[Some records]
***

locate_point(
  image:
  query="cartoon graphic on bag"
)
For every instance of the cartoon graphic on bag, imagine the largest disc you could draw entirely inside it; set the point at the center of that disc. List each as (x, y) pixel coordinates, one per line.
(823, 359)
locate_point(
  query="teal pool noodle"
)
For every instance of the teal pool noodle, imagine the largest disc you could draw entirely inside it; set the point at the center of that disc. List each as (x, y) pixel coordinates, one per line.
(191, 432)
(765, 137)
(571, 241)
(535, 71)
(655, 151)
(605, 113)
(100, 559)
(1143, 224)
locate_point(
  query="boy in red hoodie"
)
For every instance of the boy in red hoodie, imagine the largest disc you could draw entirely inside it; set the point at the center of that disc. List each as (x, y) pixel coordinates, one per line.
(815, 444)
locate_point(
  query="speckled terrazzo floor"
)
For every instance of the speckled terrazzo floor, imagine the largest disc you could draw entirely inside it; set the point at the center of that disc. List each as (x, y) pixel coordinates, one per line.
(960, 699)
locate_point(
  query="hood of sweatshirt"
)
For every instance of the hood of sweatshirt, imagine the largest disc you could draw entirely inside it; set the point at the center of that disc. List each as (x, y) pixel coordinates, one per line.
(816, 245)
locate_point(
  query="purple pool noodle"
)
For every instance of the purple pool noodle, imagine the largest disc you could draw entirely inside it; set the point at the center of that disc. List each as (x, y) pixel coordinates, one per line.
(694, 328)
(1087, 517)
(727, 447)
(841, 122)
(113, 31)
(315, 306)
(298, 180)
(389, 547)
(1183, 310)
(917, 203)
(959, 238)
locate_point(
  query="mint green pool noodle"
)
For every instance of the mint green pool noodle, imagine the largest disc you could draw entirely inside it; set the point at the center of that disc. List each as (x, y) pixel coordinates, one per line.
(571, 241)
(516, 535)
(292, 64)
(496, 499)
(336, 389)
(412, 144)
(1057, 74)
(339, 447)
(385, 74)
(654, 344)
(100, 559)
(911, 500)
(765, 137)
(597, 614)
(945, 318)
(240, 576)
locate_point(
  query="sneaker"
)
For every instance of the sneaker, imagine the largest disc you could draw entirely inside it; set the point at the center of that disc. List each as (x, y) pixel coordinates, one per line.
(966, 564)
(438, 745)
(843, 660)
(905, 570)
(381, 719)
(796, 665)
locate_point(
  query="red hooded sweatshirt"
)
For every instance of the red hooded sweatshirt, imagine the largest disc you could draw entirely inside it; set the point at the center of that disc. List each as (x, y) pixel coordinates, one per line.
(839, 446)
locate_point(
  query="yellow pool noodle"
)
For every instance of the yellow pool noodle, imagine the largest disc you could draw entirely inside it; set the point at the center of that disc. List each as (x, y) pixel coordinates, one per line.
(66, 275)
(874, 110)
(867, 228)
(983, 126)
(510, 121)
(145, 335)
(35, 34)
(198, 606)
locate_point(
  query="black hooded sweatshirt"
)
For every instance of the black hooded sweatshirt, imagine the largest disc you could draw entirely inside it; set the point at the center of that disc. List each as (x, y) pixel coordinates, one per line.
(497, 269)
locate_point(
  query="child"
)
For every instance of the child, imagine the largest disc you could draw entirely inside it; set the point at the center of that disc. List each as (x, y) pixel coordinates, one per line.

***

Please set down all the data word for word.

• _EXERCISE ANSWER_
locate_point(
  image:
  query="cartoon graphic on bag"
)
For every instance of the cartoon graphic on bag, imagine the largest disc you could draw entirely inside it; set the point at the center of that disc. List each as (x, y) pixel coordinates, one per line.
(823, 359)
locate_point(
  query="teal pool noodle"
)
For every instance of the teal pool noodle, imagine the largest disc you could draw entirely inside it; set the point at the center of that disc. List each as (x, y) pixel coordinates, one per line.
(191, 432)
(765, 137)
(571, 241)
(535, 71)
(655, 151)
(605, 113)
(100, 559)
(1143, 224)
locate_point(
  query="boy in red hoodie"
)
For every instance of the boy in red hoodie, imagine the largest disc you could draw entirely inside it; set the point at the center of that disc. List each as (x, y) pixel coordinates, one per line.
(815, 444)
locate_point(
  query="speckled terrazzo floor"
)
For every instance of the speckled terrazzo floor, imagine the largest disc you could draw entirely inside it; set the point at the center of that disc. List each as (x, y) pixel coordinates, one per line.
(960, 699)
locate_point(
  query="hood of sweatshirt"
)
For every instance of the hood of sweatshirt, imagine the largest disc you could draw entirely inside it; set the point at the center of that disc. List each as (x, y) pixel coordinates, one per line.
(816, 245)
locate_point(
  query="purple pool noodle"
)
For every instance of the purple pool noodle, imagine the largest disc you could draw entirely inside it; set the point at the center of that disc. List each as (x, y) pixel coordinates, one per line.
(694, 328)
(1087, 517)
(727, 447)
(841, 122)
(113, 31)
(315, 306)
(298, 180)
(389, 547)
(1183, 310)
(917, 203)
(959, 238)
locate_point(
  query="mint green pool noodle"
)
For every instance of the mint green pool noodle, imagine the largest disc you could draw entirely inside it; set the point at the center of that disc. List each as (x, y) pixel coordinates, one per line.
(571, 241)
(516, 535)
(292, 64)
(496, 499)
(336, 389)
(412, 144)
(1057, 74)
(339, 447)
(385, 74)
(654, 344)
(100, 559)
(911, 500)
(765, 137)
(597, 614)
(945, 318)
(240, 576)
locate_point(
  query="sneaker"
)
For every instance of the sneaker, imagine the largest disc you could draw entirely inside it; set the point at the center of that disc. List each as (x, y) pixel coordinates, one per line.
(966, 564)
(438, 745)
(843, 660)
(905, 570)
(381, 719)
(796, 665)
locate_point(
  query="red hooded sweatshirt"
)
For every instance of the red hooded sweatshirt, imagine the largest disc you could draw entirely inside it; set the point at the center of that disc. List each as (x, y) pixel coordinates, one per line.
(839, 446)
locate_point(
  query="yellow pool noodle"
)
For every instance of the yellow pool noodle, imagine the largest disc you could draw entirely inside it; set the point at the center of that disc. List each as (x, y) pixel coordinates, one per line.
(66, 275)
(874, 110)
(867, 228)
(983, 126)
(510, 121)
(145, 335)
(35, 34)
(198, 606)
locate_point(
  query="black hooded sweatshirt"
)
For every instance of the black hooded sweatshirt, imagine the largest disc you could draw entirely inside it; set the point at the center of that disc. List each as (x, y) pixel coordinates, one per line.
(497, 269)
locate_point(
  query="child"
)
For every instance of the child, imagine the largest disc you could draw entirely inside it; set the point at the center of that disc. List each as (x, y) pixel coordinates, one per line.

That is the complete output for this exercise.